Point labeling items
==========

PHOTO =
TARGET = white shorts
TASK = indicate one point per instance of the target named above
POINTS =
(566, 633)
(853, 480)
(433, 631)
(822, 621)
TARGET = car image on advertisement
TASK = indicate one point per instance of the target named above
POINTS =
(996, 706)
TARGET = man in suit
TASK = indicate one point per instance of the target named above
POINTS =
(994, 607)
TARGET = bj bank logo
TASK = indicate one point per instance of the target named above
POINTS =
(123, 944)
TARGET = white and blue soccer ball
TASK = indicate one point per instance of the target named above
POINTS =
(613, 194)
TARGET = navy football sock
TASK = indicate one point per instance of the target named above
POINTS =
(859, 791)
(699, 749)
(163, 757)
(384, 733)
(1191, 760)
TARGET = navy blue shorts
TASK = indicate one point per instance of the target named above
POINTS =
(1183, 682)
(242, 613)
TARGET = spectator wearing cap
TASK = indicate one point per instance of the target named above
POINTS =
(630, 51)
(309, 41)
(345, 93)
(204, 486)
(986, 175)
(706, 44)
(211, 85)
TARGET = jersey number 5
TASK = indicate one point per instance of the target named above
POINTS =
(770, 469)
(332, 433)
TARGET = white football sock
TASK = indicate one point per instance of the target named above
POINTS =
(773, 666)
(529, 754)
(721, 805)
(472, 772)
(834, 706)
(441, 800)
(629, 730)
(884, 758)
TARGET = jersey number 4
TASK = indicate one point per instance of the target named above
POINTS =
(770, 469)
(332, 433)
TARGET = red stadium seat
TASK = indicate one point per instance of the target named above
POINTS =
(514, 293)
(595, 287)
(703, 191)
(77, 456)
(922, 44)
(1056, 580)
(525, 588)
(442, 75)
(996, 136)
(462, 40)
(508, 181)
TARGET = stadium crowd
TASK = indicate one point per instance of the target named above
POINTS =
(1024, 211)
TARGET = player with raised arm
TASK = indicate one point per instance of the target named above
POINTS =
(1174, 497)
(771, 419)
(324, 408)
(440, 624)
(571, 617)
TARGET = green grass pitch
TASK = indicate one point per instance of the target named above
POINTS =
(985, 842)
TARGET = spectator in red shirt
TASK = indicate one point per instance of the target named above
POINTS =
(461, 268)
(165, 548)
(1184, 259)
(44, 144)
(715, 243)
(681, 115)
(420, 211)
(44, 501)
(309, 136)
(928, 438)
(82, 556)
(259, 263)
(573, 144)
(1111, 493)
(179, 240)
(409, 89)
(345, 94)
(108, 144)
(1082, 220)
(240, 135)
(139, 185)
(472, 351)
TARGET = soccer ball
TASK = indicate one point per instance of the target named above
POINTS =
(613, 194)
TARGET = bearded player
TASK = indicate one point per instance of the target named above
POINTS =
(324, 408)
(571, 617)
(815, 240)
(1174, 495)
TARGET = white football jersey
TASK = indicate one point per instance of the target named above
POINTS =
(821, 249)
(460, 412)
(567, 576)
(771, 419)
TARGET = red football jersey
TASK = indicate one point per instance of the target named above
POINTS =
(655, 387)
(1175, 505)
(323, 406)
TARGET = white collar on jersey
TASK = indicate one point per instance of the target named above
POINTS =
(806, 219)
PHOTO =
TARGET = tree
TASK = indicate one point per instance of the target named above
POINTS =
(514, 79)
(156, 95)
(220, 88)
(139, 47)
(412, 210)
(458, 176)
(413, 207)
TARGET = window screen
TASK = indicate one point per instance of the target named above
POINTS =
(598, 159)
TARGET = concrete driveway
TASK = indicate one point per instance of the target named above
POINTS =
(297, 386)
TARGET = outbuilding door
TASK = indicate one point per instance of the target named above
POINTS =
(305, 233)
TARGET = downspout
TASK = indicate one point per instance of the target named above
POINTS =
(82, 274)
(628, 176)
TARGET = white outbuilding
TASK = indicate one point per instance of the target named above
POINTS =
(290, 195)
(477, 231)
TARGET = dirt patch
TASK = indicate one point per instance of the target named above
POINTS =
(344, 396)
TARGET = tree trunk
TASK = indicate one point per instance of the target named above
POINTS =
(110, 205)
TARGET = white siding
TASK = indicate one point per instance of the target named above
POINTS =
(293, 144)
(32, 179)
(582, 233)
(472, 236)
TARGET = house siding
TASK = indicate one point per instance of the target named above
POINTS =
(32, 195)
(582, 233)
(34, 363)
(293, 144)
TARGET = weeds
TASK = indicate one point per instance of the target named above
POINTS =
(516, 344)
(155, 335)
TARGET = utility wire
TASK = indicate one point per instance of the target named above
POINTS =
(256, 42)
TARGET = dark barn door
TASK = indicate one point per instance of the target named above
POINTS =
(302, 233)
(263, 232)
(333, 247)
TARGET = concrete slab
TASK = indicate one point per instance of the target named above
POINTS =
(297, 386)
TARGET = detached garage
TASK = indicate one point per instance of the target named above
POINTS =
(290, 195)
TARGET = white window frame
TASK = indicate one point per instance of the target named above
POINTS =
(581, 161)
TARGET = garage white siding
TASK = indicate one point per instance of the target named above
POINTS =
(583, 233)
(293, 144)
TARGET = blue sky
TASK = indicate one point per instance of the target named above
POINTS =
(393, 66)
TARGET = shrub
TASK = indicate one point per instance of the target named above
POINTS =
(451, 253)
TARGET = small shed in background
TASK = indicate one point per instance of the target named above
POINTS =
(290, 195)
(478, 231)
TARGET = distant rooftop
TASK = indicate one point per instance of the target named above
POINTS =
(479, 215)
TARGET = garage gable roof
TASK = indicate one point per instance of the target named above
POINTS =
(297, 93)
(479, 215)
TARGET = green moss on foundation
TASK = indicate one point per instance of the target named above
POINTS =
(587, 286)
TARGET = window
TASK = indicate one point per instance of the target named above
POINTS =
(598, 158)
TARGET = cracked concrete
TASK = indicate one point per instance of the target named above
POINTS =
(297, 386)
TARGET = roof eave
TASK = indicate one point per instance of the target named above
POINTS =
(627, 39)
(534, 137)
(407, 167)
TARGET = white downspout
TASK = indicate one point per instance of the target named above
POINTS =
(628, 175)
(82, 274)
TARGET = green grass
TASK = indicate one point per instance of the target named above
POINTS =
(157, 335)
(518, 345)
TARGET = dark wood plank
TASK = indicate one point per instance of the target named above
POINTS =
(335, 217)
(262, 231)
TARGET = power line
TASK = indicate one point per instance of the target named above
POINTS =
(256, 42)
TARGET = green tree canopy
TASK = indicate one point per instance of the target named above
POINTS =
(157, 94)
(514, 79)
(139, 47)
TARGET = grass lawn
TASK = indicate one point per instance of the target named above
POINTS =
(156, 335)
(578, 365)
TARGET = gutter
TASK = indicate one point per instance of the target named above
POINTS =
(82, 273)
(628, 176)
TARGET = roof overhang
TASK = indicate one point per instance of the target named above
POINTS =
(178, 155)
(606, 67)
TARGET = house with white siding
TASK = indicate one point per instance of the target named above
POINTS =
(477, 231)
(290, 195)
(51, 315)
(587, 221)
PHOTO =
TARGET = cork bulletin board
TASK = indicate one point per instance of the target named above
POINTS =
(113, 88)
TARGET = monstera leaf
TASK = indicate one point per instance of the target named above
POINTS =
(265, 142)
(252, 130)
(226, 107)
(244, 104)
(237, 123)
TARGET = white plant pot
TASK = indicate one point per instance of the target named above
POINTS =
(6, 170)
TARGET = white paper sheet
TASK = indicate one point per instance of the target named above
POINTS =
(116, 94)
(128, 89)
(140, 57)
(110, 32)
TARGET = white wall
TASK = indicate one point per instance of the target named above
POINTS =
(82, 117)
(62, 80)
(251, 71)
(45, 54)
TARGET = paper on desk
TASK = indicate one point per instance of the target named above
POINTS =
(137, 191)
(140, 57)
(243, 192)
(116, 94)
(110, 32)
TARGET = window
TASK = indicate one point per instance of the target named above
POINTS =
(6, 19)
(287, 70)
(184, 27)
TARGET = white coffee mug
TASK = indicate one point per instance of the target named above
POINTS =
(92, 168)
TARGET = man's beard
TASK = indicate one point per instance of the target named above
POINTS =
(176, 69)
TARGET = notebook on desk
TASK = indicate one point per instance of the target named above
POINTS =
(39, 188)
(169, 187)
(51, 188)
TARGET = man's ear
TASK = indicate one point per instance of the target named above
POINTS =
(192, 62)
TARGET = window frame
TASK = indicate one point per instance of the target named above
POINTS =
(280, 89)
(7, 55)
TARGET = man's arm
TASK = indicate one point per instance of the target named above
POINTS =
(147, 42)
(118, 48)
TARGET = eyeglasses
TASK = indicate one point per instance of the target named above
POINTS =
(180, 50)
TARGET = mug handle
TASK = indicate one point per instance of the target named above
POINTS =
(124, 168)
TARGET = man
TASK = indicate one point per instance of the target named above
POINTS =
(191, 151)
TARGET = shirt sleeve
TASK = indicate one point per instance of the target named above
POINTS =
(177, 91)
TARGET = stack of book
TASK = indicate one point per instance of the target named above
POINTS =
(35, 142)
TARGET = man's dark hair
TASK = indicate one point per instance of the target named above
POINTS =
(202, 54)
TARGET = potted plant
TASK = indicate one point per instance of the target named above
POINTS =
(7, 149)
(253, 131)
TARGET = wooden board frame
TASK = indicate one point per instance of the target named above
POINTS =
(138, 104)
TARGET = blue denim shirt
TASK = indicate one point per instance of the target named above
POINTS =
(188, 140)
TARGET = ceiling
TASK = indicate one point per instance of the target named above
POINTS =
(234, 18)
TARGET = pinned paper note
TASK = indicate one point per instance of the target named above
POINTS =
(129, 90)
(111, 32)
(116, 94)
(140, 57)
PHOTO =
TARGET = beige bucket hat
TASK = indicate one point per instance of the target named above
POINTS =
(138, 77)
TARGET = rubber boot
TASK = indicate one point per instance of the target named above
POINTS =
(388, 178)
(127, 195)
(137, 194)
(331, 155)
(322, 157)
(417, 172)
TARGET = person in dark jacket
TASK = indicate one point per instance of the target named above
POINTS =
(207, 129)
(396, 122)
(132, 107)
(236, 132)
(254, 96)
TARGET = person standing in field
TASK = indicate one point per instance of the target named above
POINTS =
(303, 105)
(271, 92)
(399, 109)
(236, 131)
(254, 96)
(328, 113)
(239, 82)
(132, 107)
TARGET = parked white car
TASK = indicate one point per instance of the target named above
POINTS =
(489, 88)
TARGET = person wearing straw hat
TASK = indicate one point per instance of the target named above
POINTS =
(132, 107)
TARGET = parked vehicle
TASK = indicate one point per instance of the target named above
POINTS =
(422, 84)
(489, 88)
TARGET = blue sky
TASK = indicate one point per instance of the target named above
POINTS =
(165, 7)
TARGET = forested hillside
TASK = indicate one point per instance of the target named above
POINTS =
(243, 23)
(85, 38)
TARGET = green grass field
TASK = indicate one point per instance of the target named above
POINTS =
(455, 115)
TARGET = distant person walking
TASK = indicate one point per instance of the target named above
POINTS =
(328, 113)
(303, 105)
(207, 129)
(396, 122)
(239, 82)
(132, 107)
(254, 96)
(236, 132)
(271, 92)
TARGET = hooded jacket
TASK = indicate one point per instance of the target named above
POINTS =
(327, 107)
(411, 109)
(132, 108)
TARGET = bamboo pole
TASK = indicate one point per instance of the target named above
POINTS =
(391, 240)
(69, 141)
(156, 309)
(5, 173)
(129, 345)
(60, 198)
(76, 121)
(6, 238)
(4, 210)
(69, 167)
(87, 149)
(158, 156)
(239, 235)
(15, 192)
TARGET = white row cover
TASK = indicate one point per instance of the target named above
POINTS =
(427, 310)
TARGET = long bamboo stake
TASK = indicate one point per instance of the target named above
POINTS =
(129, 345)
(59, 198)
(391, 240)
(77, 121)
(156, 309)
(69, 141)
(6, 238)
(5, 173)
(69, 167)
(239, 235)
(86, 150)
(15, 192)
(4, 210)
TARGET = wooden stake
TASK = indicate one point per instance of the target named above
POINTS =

==========

Reproduce everything from the line containing "TARGET = wooden stake" down to the end of the items above, keeping both ends.

#### [Correct result]
TARGET = wooden stake
TASK = indicate one point per instance of the target named above
POINTS =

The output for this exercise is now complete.